* What the task requires
Please output the data exactly, minus pictures.
━━━━━ Material for the task
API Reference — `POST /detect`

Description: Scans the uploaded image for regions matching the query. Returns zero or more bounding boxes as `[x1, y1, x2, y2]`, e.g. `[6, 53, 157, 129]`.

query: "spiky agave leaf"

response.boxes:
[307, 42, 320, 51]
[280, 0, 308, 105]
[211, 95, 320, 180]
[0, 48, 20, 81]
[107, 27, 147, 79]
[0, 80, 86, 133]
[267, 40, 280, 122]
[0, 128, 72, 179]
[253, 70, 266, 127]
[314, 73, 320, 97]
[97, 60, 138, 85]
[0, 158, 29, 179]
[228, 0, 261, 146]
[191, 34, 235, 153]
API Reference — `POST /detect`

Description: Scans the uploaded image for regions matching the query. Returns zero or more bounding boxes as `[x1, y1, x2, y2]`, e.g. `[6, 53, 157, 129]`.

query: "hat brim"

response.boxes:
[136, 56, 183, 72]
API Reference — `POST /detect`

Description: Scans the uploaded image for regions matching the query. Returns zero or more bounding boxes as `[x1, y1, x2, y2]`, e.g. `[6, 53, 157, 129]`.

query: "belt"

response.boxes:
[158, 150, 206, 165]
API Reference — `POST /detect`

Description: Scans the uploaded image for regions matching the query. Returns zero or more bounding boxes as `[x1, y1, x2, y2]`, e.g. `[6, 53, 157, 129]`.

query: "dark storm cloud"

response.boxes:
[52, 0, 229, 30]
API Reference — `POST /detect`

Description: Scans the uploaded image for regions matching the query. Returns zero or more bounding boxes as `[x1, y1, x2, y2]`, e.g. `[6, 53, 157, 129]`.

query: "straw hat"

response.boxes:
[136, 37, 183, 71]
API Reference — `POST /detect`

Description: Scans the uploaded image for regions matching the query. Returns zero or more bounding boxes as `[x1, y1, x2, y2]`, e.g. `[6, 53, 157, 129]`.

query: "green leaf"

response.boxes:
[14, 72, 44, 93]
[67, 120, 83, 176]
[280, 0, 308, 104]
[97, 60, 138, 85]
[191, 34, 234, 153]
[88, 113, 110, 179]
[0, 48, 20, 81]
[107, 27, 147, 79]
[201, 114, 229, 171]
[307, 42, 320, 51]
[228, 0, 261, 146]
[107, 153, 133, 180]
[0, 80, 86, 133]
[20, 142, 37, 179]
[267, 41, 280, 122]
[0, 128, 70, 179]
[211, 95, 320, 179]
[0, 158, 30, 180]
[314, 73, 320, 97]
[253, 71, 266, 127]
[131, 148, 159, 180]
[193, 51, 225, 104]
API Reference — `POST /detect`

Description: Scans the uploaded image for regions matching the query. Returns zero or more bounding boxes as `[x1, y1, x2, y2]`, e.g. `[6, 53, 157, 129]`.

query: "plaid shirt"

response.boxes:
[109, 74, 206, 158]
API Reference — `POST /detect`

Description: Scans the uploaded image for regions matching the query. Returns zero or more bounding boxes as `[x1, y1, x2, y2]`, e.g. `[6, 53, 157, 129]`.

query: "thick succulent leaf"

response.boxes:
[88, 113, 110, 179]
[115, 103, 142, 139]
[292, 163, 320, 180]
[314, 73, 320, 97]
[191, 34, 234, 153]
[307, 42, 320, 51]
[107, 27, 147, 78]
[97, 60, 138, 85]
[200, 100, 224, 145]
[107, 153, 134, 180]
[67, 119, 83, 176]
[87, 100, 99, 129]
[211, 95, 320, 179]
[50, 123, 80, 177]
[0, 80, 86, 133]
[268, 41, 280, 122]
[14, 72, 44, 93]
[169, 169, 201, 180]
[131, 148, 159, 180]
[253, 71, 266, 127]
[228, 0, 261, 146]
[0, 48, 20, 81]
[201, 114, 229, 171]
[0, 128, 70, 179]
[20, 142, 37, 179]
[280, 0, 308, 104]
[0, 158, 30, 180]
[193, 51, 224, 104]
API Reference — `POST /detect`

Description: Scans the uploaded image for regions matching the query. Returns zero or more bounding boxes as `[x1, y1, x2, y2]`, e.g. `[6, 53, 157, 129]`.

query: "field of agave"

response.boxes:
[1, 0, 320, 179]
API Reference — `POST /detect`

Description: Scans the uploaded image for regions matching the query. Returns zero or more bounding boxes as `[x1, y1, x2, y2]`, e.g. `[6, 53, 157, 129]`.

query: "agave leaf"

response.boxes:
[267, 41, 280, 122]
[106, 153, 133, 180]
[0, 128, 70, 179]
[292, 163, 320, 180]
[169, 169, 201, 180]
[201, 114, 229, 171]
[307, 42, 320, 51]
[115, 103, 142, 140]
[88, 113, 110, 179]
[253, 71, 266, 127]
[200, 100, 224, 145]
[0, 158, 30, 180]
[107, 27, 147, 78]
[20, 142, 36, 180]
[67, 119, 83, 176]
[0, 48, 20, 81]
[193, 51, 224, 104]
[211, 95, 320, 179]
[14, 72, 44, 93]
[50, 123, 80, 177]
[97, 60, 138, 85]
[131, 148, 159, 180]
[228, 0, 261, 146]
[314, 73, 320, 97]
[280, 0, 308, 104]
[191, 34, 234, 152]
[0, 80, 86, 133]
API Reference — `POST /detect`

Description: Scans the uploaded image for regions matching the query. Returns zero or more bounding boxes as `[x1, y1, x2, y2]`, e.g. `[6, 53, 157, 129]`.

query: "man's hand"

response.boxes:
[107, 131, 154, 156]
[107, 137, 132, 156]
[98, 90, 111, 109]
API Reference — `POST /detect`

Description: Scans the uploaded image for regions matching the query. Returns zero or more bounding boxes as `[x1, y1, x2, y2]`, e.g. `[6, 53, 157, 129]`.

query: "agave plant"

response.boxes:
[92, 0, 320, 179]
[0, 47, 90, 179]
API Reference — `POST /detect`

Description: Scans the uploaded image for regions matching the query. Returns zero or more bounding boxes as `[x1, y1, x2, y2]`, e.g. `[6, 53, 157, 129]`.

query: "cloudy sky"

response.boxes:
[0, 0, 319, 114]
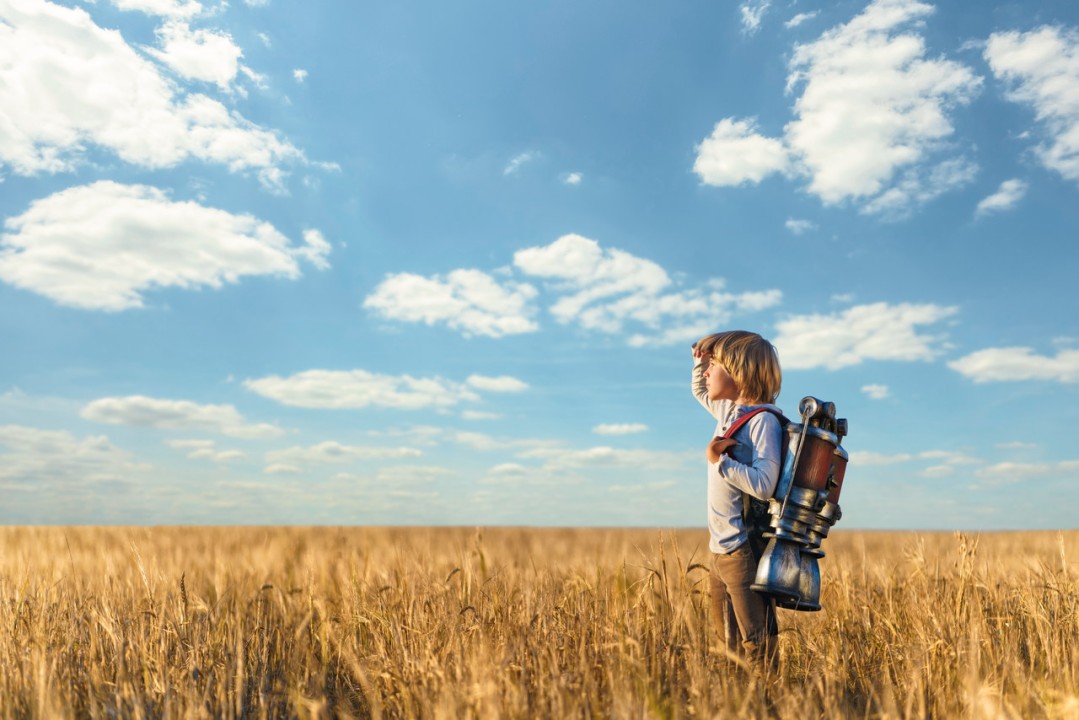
━━━━━━━━━━
* Response
API Reference — `POST /detect`

Description: Scans the uploaded image for regions matching the query. Returns zero or more bounding boxes as `[x1, y1, x2, y2]`, e.g. `[6, 53, 157, 129]`.

query: "spiky agave leaf"

response.boxes:
[307, 42, 320, 51]
[280, 0, 308, 105]
[211, 95, 320, 180]
[0, 48, 20, 81]
[107, 27, 147, 79]
[0, 80, 86, 133]
[267, 40, 280, 122]
[0, 128, 72, 179]
[253, 70, 266, 127]
[314, 73, 320, 97]
[97, 60, 138, 85]
[0, 158, 29, 179]
[228, 0, 261, 146]
[191, 34, 235, 153]
API Reference — `POST /detect`

Description: Scans the uploaded image for regions matching the query. Returns zero or more bounding boxes as `[x1, y1, x2, y2]`, e.g. `[6, 53, 157, 129]`.

query: "hat brim"

response.boxes:
[136, 56, 183, 72]
API Reference — `POST /detect`

Description: Scans the uploaded image for regions matching the query. Returns zero or more bounding boxes as `[x1, y1, x2, y2]`, e.g. `[6, 53, 157, 129]`.

query: "belt"

response.boxes:
[158, 150, 206, 165]
API Reference — `POST /detect`

Description: Scans the uploaded image for regions matching the query. Returns zero or more bounding boxes as `[x1, y1, x2, y2]`, e.g. `[6, 53, 157, 129]`.

query: "dark storm cloud"

response.boxes:
[52, 0, 229, 30]
API Reference — `POST /detect`

Description: Scans the uploaded image for regions matching the query. Returns zero or more bounding boxes as `[x1, y1, x2, y2]`, e.g. `[6, 53, 157, 129]`.

query: "straw hat"

response.boxes:
[136, 37, 183, 71]
API Reference — `POST /detect`

Description: Scans the uploaded image for regions matching the query. Returns zero or more bounding boxes as `[x1, y1, x2, y2]`, e.g. `[6, 53, 157, 129]`.

query: "green leaf"

response.boxes:
[14, 72, 44, 93]
[67, 120, 83, 176]
[280, 0, 308, 104]
[97, 60, 138, 85]
[191, 34, 234, 153]
[88, 113, 110, 179]
[0, 48, 20, 81]
[107, 27, 147, 79]
[201, 114, 229, 171]
[307, 42, 320, 51]
[228, 0, 261, 146]
[107, 153, 133, 180]
[0, 80, 86, 133]
[20, 142, 37, 179]
[267, 41, 280, 122]
[0, 128, 70, 179]
[211, 95, 320, 179]
[0, 158, 30, 180]
[314, 73, 320, 97]
[253, 71, 266, 127]
[131, 148, 159, 180]
[193, 51, 225, 104]
API Reference — `POST /detect`

Description: Scans the uploaded image for regions matching the query. Returns zero or more bounding boxes as `[x1, y1, x2, y2]`, e.g. `[6, 53, 157, 129]`.

query: "plaid shirt"

response.boxes:
[109, 74, 206, 158]
API Reference — `POST /detect`

Description: Scans the uploaded image for regions matching the query. Returns zero or more bounding boxes as `[x1, y1, x2, y2]`, e.g. `[6, 53, 157, 129]`.

query: "thick succulent leaf"

response.boxes:
[88, 113, 110, 179]
[115, 103, 142, 139]
[292, 163, 320, 180]
[314, 73, 320, 97]
[191, 34, 234, 153]
[307, 42, 320, 51]
[107, 27, 147, 78]
[97, 60, 138, 85]
[200, 100, 224, 145]
[107, 153, 134, 180]
[67, 119, 83, 176]
[87, 100, 99, 129]
[211, 95, 320, 179]
[50, 123, 80, 177]
[0, 80, 86, 133]
[268, 41, 280, 122]
[14, 72, 44, 93]
[169, 169, 201, 180]
[131, 148, 159, 180]
[253, 71, 266, 127]
[228, 0, 261, 146]
[0, 48, 20, 81]
[201, 114, 229, 171]
[0, 128, 70, 179]
[20, 142, 37, 179]
[280, 0, 308, 104]
[0, 158, 30, 180]
[193, 51, 224, 104]
API Reference — `POST /detect`

Description: Scans the uploaded image for regions matching the query. Returns zero or more bounding boxes as `[x1, y1, x2, y2]`, e.g. `[6, 53, 157, 129]`.

query: "field of agave"

response.boxes:
[1, 0, 320, 179]
API Reference — `POST /detect`

Description: Scans the uploaded image for regions matching the query. Returns zero or more bounding boxes as `[x1, y1, x2, y2]`, e.g. `[6, 53, 157, 129]`.

query: "agave leaf"

response.boxes:
[267, 41, 280, 122]
[106, 153, 133, 180]
[0, 128, 70, 179]
[292, 163, 320, 180]
[169, 169, 201, 180]
[201, 114, 229, 171]
[307, 42, 320, 51]
[115, 103, 142, 140]
[88, 113, 110, 179]
[253, 71, 266, 127]
[200, 100, 224, 145]
[0, 158, 30, 180]
[107, 27, 147, 78]
[20, 142, 36, 180]
[67, 119, 83, 176]
[0, 48, 20, 81]
[193, 51, 224, 104]
[211, 95, 320, 179]
[14, 72, 44, 93]
[50, 123, 80, 177]
[97, 60, 138, 85]
[131, 148, 159, 180]
[228, 0, 261, 146]
[314, 73, 320, 97]
[280, 0, 308, 104]
[191, 34, 234, 152]
[0, 80, 86, 133]
API Reference — `POST /detect`

Description: Scans the uploaded image for regions matching the query. Returns zero or more bounding boxes as `[x1, y1, x2, y2]`, e.g. `[6, 53, 157, 129]`.

query: "man's hand"

response.boxes:
[107, 131, 154, 156]
[107, 137, 132, 156]
[98, 90, 111, 109]
API Reference — `POST /detect`

Description: Scans the uploaded image for regions matching the query. Returns zero or more bounding boxes as `[x1, y1, x2, y2]`, e.g. `[6, 53, 157, 129]`.

query: "agave plant"

response.boxes:
[92, 0, 320, 179]
[0, 47, 90, 179]
API Reference — `POST /detect`

Description: Scans the uploaded image for regions matching the query. Returns zero or more bounding boxes as `[x1, y1, x2, y2]`, e.g. `[6, 53, 157, 129]`.

query: "cloudy sky"

response.boxes:
[0, 0, 319, 114]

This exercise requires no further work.